Output the complete listing exactly, please, and keep the pictures out of it.
[Available records]
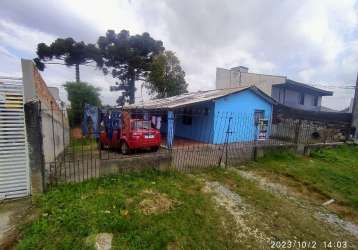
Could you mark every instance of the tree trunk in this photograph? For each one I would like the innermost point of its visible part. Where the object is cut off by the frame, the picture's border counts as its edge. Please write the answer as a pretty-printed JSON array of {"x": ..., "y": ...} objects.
[{"x": 77, "y": 73}]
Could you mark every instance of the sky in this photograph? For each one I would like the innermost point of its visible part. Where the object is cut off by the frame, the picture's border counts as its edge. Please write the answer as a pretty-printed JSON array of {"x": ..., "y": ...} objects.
[{"x": 312, "y": 41}]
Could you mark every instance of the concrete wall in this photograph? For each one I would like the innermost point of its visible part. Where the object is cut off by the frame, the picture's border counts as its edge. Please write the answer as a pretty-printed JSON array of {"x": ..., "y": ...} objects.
[
  {"x": 54, "y": 122},
  {"x": 291, "y": 98},
  {"x": 241, "y": 107},
  {"x": 231, "y": 78}
]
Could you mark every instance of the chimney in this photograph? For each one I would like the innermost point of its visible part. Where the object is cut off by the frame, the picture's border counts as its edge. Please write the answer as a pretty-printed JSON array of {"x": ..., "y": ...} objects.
[
  {"x": 240, "y": 69},
  {"x": 355, "y": 111}
]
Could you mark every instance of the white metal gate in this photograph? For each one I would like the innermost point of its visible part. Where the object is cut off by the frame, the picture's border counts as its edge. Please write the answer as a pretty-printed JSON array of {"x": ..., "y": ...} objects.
[{"x": 14, "y": 164}]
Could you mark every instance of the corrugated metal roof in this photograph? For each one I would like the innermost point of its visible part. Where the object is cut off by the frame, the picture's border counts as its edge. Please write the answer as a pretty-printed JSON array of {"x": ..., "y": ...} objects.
[{"x": 193, "y": 98}]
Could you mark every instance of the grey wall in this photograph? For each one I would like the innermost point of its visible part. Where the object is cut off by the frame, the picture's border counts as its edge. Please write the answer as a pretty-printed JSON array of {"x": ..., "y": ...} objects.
[
  {"x": 53, "y": 125},
  {"x": 34, "y": 139},
  {"x": 290, "y": 98}
]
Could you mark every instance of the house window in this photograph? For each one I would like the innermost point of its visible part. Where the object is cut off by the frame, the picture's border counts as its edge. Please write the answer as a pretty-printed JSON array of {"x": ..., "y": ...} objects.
[
  {"x": 259, "y": 114},
  {"x": 206, "y": 111},
  {"x": 187, "y": 116},
  {"x": 301, "y": 98}
]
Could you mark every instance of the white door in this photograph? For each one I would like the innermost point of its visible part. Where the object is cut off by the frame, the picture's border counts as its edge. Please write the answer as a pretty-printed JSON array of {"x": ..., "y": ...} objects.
[{"x": 14, "y": 164}]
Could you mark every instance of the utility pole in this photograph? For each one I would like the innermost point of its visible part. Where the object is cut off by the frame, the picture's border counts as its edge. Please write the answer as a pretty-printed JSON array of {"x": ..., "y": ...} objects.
[{"x": 355, "y": 111}]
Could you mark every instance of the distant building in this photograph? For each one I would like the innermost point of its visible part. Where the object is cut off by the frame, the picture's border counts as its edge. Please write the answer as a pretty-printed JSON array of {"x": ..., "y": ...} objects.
[{"x": 283, "y": 90}]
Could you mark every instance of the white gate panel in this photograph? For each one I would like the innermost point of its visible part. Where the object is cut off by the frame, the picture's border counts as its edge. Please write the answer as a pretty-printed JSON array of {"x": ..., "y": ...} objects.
[{"x": 14, "y": 163}]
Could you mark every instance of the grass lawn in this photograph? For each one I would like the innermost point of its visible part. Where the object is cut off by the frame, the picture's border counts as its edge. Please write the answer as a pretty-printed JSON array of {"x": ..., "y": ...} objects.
[
  {"x": 123, "y": 205},
  {"x": 170, "y": 210},
  {"x": 332, "y": 172}
]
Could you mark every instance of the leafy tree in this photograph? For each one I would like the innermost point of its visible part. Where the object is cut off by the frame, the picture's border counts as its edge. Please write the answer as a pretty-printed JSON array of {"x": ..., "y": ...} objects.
[
  {"x": 166, "y": 77},
  {"x": 80, "y": 93},
  {"x": 69, "y": 51},
  {"x": 128, "y": 58}
]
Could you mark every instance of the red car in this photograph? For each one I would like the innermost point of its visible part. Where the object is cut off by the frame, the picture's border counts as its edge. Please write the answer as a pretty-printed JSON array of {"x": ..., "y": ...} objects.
[{"x": 135, "y": 134}]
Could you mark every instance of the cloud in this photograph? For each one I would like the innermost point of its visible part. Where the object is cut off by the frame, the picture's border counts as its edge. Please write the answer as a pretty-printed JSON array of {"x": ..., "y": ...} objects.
[{"x": 306, "y": 40}]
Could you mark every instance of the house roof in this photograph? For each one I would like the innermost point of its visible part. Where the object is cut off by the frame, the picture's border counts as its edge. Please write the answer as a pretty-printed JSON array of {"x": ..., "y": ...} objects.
[
  {"x": 308, "y": 88},
  {"x": 195, "y": 98}
]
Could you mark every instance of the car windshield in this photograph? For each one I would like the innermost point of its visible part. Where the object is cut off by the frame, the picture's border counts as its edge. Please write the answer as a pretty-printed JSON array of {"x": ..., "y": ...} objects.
[{"x": 141, "y": 125}]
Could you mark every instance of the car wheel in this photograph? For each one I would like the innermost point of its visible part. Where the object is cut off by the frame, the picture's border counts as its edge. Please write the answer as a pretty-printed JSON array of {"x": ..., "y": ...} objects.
[{"x": 124, "y": 148}]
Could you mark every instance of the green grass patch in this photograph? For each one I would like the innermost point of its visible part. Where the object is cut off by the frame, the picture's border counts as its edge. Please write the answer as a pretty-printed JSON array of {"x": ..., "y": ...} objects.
[
  {"x": 333, "y": 172},
  {"x": 72, "y": 214}
]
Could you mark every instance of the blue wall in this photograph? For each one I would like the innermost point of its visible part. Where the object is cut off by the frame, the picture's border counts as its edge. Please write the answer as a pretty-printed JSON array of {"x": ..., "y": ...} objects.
[
  {"x": 201, "y": 128},
  {"x": 241, "y": 108}
]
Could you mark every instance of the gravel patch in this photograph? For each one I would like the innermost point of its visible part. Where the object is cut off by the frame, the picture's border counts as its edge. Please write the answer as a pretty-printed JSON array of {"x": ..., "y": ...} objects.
[
  {"x": 233, "y": 203},
  {"x": 279, "y": 189}
]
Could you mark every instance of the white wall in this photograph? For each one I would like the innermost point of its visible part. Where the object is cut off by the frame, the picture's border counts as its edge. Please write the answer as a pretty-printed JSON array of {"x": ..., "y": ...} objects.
[{"x": 231, "y": 78}]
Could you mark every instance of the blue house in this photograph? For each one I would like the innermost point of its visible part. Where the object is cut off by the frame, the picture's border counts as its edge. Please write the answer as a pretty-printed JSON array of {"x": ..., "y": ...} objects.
[{"x": 216, "y": 116}]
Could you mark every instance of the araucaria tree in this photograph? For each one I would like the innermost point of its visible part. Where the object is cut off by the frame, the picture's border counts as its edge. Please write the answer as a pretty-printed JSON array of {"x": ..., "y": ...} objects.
[
  {"x": 69, "y": 53},
  {"x": 128, "y": 58},
  {"x": 166, "y": 77}
]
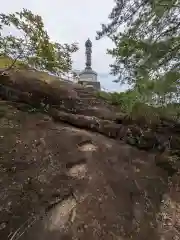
[/Available records]
*Output of the task*
Could you mark every instance of the tree trunk in this photograph? For each one I would like the innermost point of its visible part. Where the object is cut off by the frame, the picture's border counts as its edge. Please write the answer as a pretty-printed JSON array of {"x": ..., "y": ...} objects.
[{"x": 77, "y": 73}]
Could you mark every instance of the sky in this photograph? For each one I would like the innermost point of its visible part. Where the object is cut off by the frame, the picture's border counts as its edge. Please write the answer as a pretty-printed JSON array of {"x": ..., "y": ...} objects.
[{"x": 312, "y": 41}]
Could you mark every instance of the concrete wall in this photograph? For each one I would like the innermost point of its visible part. Where the object is cut off by the frame, the picture's border counts as its edge. Please write the answer as a pretty-printed JSON array of {"x": ..., "y": ...} objects.
[
  {"x": 54, "y": 122},
  {"x": 291, "y": 98},
  {"x": 241, "y": 107},
  {"x": 231, "y": 78}
]
Could you mark every instance of the chimney in this photograph? For each one I would like the innermost point of its visible part. Where the object is cut off by the frame, the picture's border counts as its edge. Please write the answer as a pretty-printed JSON array of {"x": ..., "y": ...} objects.
[
  {"x": 240, "y": 69},
  {"x": 355, "y": 111}
]
Could you mark every instance of the white metal gate in this photograph? For each one I would like the innermost point of its visible part. Where the object is cut off by the frame, the picture's border counts as its edge. Please write the answer as a pretty-printed JSON array of {"x": ..., "y": ...} objects.
[{"x": 14, "y": 164}]
Could you mark every instance of the corrugated metal roof in this photograph? For each one I would like the innermost point of its visible part. Where the object is cut off by the frame, the picture's border counts as its edge. Please write the answer as a pretty-printed JSON array of {"x": ..., "y": ...} objects.
[{"x": 193, "y": 98}]
Could you mark every instance of the grey wall in this photograph? For each one I would like the innermost point of its visible part. Where the object is cut off by the frame, the picture's border counts as its edge. Please write the answer as a pretty-printed JSON array of {"x": ..., "y": ...} objects.
[
  {"x": 53, "y": 125},
  {"x": 34, "y": 139},
  {"x": 290, "y": 98}
]
Could you mark every instance of the house window in this photograph? For each one I would like the innermost point of its visible part. Where the object is cut off by the frame, the picture's border counts as its edge. Please write the answer as a pretty-printed JSON array of {"x": ..., "y": ...} objects.
[
  {"x": 259, "y": 114},
  {"x": 206, "y": 111},
  {"x": 187, "y": 116},
  {"x": 301, "y": 98}
]
Could you mark every instance of the white door in this photograph? For each one I would like the innermost point of its visible part. Where the object is cut off by the frame, the picture's border counts as its edge. Please write the answer as a pretty-printed JSON array of {"x": ..., "y": ...} objects.
[{"x": 14, "y": 164}]
Could you mark every instance of the utility pole in this photograph? For each one I would like the innermost point of its visible part. Where the object is cut off by the frame, the picture's border counts as its edge. Please write the answer as a pretty-printed JSON array of {"x": ..., "y": ...} objects.
[{"x": 355, "y": 111}]
Could you mark every instance of the distant building in this photograph? For each one I would like the innermost point of its visible part. Where the object is cut off by the frame, the picture's border counts as its edge. Please write the answer as a pretty-printed JSON array of {"x": ..., "y": ...} objects.
[{"x": 283, "y": 90}]
Could you mark every instance of the white gate panel in this photograph? For each one I would like the innermost point of its visible part. Where the object is cut off by the frame, the picture's border counts as its edge. Please write the answer as a pretty-printed JSON array of {"x": ..., "y": ...} objects.
[{"x": 14, "y": 163}]
Could you mark every instance of the grass lawn in this photograph? For each one I would like the innermost point of its visible part. Where the object is cut off by the frame, the picture's border counts as its edge. Please write the answer as a pretty-printed JSON array of {"x": ..., "y": ...} objects.
[
  {"x": 123, "y": 205},
  {"x": 170, "y": 210},
  {"x": 332, "y": 172}
]
Could you mark every instance of the leafy tree in this photograph? For each one I would like the innermost point of its visible part. Where the object is cut off by the frame, the picture's border counts as its edge. Please write the answer as a pretty-printed JSON array of {"x": ..., "y": ...} objects.
[
  {"x": 166, "y": 77},
  {"x": 80, "y": 93},
  {"x": 69, "y": 51},
  {"x": 128, "y": 58}
]
Could you mark every instance of the red car in this photograph? For each one I would like the innermost point of its visible part. Where the object is cut off by the frame, the picture's border counts as its edge. Please write the answer as a pretty-printed JSON array of {"x": ..., "y": ...} objects.
[{"x": 135, "y": 134}]
Could you mark every instance of the cloud in this photograph? For each one I would like the innermost point of its visible part. Where the object is cut off by the frame, the picture's border counts as its edge. Please write the answer as a pretty-printed JSON array of {"x": ..., "y": ...} objects.
[{"x": 306, "y": 40}]
Could you mark every instance of the house roof in this photograph? For each one I would like the innermost point of its visible part. Where the object is cut off by the frame, the picture's border counts as its edge. Please write the answer as a pretty-printed JSON array of {"x": ..., "y": ...} objects.
[
  {"x": 308, "y": 88},
  {"x": 195, "y": 98}
]
Could you mark every instance of the car windshield in this photograph? For each one I would like the innermost point of its visible part. Where the object is cut off by the frame, the picture's border counts as its edge. Please write the answer as a pretty-printed JSON array of {"x": ..., "y": ...} objects.
[{"x": 141, "y": 125}]
Could you mark every instance of the car wheel in this photograph? For each one I would like the innermost point of its visible part. Where the object is cut off by the frame, the picture's border counts as its edge. Please write the answer as a pretty-printed JSON array of {"x": ..., "y": ...} objects.
[{"x": 124, "y": 148}]
Could you mark every instance of the green grass patch in this photograph? For each one I would like the innermost point of its visible part. Where the object is cut off by the frame, the picture's border counts as its edge. Please write the answer as a pretty-printed JSON array of {"x": ..., "y": ...} objects.
[
  {"x": 333, "y": 172},
  {"x": 72, "y": 214}
]
Could you mark every instance of the blue wall in this photograph? For each one I would like the innermost point of its visible part. Where the object is cut off by the frame, the picture's border counts as its edge. Please write the answer as a pretty-printed JSON array of {"x": ..., "y": ...} objects.
[
  {"x": 201, "y": 128},
  {"x": 241, "y": 108}
]
Could you mark every instance of the gravel patch in this photograph? For each one I would like the innermost point of its visible part. Where the object is cut off by the frame, the picture's border counts as its edge. Please write the answer as a pretty-printed JSON array of {"x": ..., "y": ...} objects.
[
  {"x": 233, "y": 203},
  {"x": 279, "y": 189}
]
Could you mark every instance of the white wall in this photograph? For each one I would like the innermost point of its visible part. Where the object is cut off by the frame, the picture's border counts as its edge. Please write the answer as a pretty-printed JSON array of {"x": ..., "y": ...} objects.
[{"x": 231, "y": 78}]
Could you mark every instance of the blue house in this photograph? For each one I would like the innermost point of its visible part. Where the object is cut off by the frame, the picture's border counts as its edge. Please write the answer as a pretty-printed JSON array of {"x": ..., "y": ...} objects.
[{"x": 216, "y": 116}]
Could you mark every instance of the araucaria tree in this photograph? For each one I would like the innermost point of its visible part. Where the object is cut off by the frame, the picture's border counts as its edge. Please write the answer as a pretty-printed JSON array of {"x": ..., "y": ...} objects.
[
  {"x": 69, "y": 53},
  {"x": 128, "y": 58},
  {"x": 166, "y": 77}
]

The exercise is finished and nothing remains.